Start of DATA
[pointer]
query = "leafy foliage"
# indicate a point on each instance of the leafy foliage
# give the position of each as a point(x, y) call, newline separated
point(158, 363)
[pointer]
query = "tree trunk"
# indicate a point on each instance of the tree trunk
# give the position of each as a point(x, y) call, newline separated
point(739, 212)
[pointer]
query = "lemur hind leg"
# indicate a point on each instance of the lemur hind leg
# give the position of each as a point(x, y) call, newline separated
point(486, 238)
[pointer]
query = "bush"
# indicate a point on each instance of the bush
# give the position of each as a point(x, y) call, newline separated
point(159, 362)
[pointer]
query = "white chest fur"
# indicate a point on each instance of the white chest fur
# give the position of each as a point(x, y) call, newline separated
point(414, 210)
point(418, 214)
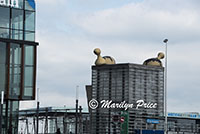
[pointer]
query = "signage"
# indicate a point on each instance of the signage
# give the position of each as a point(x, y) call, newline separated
point(184, 115)
point(12, 3)
point(153, 121)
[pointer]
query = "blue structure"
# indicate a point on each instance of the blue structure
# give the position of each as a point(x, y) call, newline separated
point(17, 58)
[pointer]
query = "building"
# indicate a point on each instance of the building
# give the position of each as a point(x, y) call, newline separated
point(52, 118)
point(17, 58)
point(129, 83)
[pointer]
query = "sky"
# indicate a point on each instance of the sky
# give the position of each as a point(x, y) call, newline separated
point(128, 30)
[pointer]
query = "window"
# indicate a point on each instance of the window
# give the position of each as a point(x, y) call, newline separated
point(30, 5)
point(29, 21)
point(5, 15)
point(2, 66)
point(4, 22)
point(15, 70)
point(28, 70)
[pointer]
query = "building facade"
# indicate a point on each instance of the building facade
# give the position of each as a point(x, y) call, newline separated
point(53, 118)
point(17, 58)
point(129, 83)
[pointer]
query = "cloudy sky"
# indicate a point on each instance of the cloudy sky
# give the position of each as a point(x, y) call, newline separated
point(130, 31)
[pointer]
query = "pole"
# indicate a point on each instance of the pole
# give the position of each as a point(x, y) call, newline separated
point(76, 125)
point(165, 83)
point(38, 106)
point(1, 116)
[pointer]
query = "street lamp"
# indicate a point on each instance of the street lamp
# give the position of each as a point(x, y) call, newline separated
point(1, 116)
point(165, 83)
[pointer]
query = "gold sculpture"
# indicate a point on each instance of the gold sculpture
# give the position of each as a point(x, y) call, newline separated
point(155, 61)
point(102, 60)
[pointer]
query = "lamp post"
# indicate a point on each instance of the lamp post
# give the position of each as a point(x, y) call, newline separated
point(38, 108)
point(76, 125)
point(165, 83)
point(1, 116)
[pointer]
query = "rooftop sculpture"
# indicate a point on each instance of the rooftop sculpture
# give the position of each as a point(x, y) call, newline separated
point(155, 61)
point(102, 60)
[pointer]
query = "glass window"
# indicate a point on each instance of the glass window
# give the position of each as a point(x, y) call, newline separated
point(28, 70)
point(20, 4)
point(2, 66)
point(30, 21)
point(17, 19)
point(30, 36)
point(30, 5)
point(29, 55)
point(4, 17)
point(15, 70)
point(17, 34)
point(4, 32)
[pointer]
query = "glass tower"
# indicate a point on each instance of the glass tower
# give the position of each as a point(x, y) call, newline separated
point(17, 58)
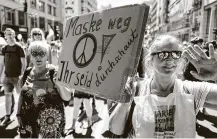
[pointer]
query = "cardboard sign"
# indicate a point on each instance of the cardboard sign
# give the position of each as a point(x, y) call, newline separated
point(101, 49)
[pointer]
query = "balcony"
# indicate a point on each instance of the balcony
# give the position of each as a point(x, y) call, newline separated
point(197, 5)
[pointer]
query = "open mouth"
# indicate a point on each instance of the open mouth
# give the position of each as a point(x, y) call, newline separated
point(169, 67)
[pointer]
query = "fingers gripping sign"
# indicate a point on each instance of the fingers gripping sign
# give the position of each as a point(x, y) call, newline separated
point(206, 66)
point(130, 88)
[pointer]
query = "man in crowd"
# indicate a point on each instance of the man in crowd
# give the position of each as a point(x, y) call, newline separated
point(12, 58)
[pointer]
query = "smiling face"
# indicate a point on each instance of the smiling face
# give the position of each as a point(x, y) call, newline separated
point(166, 56)
point(39, 53)
point(39, 58)
point(10, 35)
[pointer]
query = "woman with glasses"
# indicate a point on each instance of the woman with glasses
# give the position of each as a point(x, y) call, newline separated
point(40, 107)
point(166, 106)
point(38, 35)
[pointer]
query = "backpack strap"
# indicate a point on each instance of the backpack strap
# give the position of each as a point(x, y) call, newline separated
point(25, 75)
point(51, 73)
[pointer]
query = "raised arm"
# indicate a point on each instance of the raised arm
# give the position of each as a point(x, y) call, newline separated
point(206, 70)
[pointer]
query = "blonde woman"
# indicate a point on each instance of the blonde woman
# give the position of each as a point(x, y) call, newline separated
point(38, 35)
point(167, 106)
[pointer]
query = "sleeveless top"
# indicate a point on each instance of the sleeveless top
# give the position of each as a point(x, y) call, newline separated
point(173, 116)
point(42, 109)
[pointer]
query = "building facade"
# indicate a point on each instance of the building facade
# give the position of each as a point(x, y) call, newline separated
point(180, 18)
point(208, 20)
point(40, 14)
point(78, 7)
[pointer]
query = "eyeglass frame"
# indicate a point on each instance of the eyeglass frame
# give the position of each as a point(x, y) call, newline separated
point(38, 53)
point(178, 53)
point(38, 34)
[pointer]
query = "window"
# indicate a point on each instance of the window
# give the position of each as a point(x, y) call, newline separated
point(9, 16)
point(34, 22)
point(21, 18)
point(49, 9)
point(41, 22)
point(41, 6)
point(33, 4)
point(49, 22)
point(54, 11)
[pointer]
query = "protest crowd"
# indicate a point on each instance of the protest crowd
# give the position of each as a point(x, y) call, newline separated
point(172, 83)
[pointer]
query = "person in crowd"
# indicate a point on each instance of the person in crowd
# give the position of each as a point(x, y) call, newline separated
point(41, 104)
point(166, 106)
point(12, 60)
point(38, 35)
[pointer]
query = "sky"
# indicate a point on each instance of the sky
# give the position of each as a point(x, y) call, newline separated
point(116, 3)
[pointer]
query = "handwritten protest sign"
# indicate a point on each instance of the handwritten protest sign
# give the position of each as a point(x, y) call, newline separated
point(101, 49)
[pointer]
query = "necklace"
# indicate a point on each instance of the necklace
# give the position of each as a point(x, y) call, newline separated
point(39, 74)
point(162, 92)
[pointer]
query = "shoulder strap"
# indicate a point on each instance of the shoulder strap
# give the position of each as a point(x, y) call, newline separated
point(129, 126)
point(25, 75)
point(51, 73)
point(18, 50)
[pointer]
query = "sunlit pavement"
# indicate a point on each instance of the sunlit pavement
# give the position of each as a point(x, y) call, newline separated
point(207, 125)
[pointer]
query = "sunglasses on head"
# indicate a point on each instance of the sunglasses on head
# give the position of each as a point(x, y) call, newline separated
point(38, 53)
point(36, 34)
point(165, 54)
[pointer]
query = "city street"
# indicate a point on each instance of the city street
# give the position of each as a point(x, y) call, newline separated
point(206, 128)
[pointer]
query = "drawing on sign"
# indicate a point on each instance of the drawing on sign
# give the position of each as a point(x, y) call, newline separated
point(106, 40)
point(81, 60)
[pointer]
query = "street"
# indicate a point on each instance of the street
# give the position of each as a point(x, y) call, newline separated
point(205, 128)
point(10, 131)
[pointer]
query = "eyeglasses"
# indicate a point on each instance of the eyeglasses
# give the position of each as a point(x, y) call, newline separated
point(36, 34)
point(38, 53)
point(165, 54)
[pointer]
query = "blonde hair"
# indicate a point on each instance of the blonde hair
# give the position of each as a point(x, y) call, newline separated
point(38, 46)
point(10, 30)
point(160, 40)
point(38, 30)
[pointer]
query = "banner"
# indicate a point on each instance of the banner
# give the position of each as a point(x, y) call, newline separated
point(101, 49)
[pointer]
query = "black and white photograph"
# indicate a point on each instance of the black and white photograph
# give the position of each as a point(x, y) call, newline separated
point(108, 69)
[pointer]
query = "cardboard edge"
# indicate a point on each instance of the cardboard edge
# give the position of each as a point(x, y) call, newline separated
point(144, 9)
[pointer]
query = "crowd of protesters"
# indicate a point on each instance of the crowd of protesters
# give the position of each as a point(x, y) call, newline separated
point(174, 81)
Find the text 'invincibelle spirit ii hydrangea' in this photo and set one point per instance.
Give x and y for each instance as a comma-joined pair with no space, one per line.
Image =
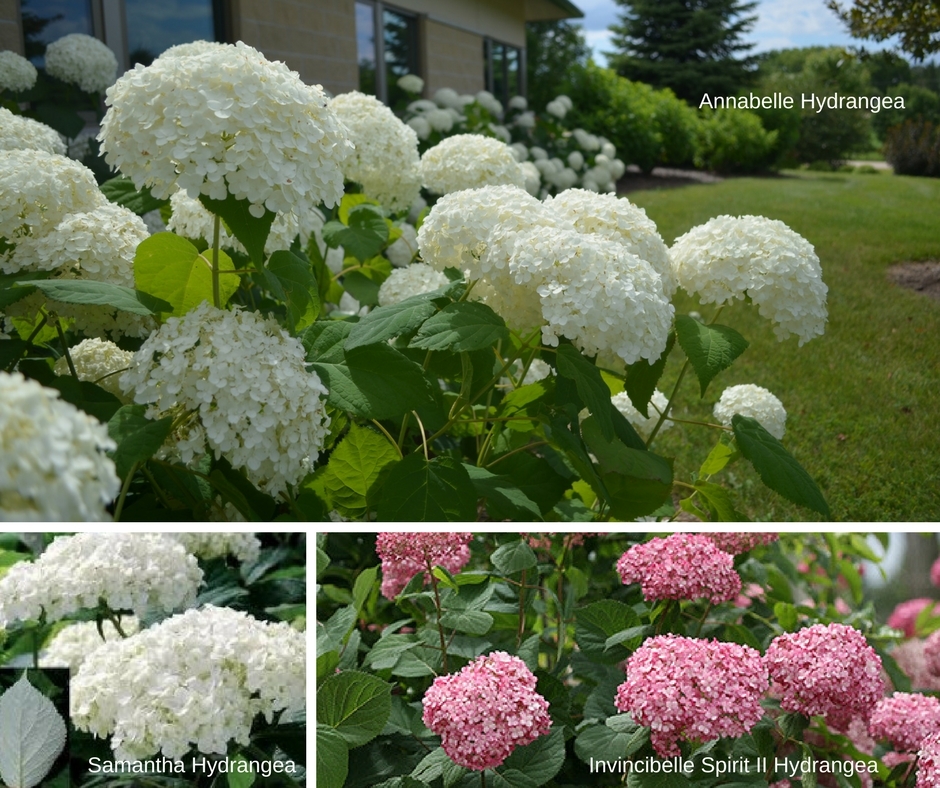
End of DATA
WHAT THE EXERCISE ASKS:
For the material above, give again only the lines starting at the line that contains "# indicate a point on each instance of the pole" and ending at the line that contains "# indicate a point on each instance of the man". Pictures do not belong in the copy.

TASK RESULT:
# indicate a point on each instance of the pole
# give the position of each as a point(x, y) call, newline separated
point(76, 125)
point(165, 83)
point(38, 106)
point(1, 116)
[pointer]
query = "street lamp"
# indicate a point on each instance of the street lamp
# give the position of each as a point(x, y) call, newline separated
point(1, 116)
point(165, 83)
[pointer]
query = "gold sculpture"
# indicate a point on each instance of the gold sculpture
# give the position of each as a point(x, y) call, newline separated
point(155, 61)
point(102, 60)
[pointer]
query = "lamp post"
# indicate a point on each instance of the lamp post
# give the position of each as a point(x, y) call, newline separated
point(38, 108)
point(76, 125)
point(165, 83)
point(1, 116)
[pointer]
query = "rooftop sculpture"
# indicate a point on each instance of the rooftop sculpture
# give the position of each as a point(x, y) call, newline separated
point(155, 61)
point(102, 60)
[pointer]
query = "glass window"
# indicate a point on each instance of the glass window
# give the position of each as a point(x, y) call, newline separated
point(28, 70)
point(20, 4)
point(2, 66)
point(30, 21)
point(17, 19)
point(30, 36)
point(30, 5)
point(29, 55)
point(4, 17)
point(15, 70)
point(17, 34)
point(4, 32)
[pointer]
query = "glass tower"
# indicate a point on each instance of the glass tower
# give the position of each as a point(x, y) call, newline separated
point(17, 58)
[pointer]
query = "cardboard sign"
# indicate a point on each instance of the cardboard sign
# give the position of each as a point(x, y) call, newline separated
point(101, 49)
[pointer]
query = "balcony"
# indicate a point on each instance of the balcony
# give the position of each as a point(x, y) call, newline separated
point(197, 5)
[pointer]
query = "open mouth"
# indicate a point on each instance of the open mouth
# give the position of each as a point(x, y) call, newline separated
point(169, 67)
[pointer]
query = "fingers gripping sign"
# indicate a point on each instance of the fingers gripping sign
# give the position of each as a point(x, y) call, newline separated
point(206, 66)
point(130, 88)
[pointer]
query = "man in crowd"
# indicate a point on each instance of the man in crowd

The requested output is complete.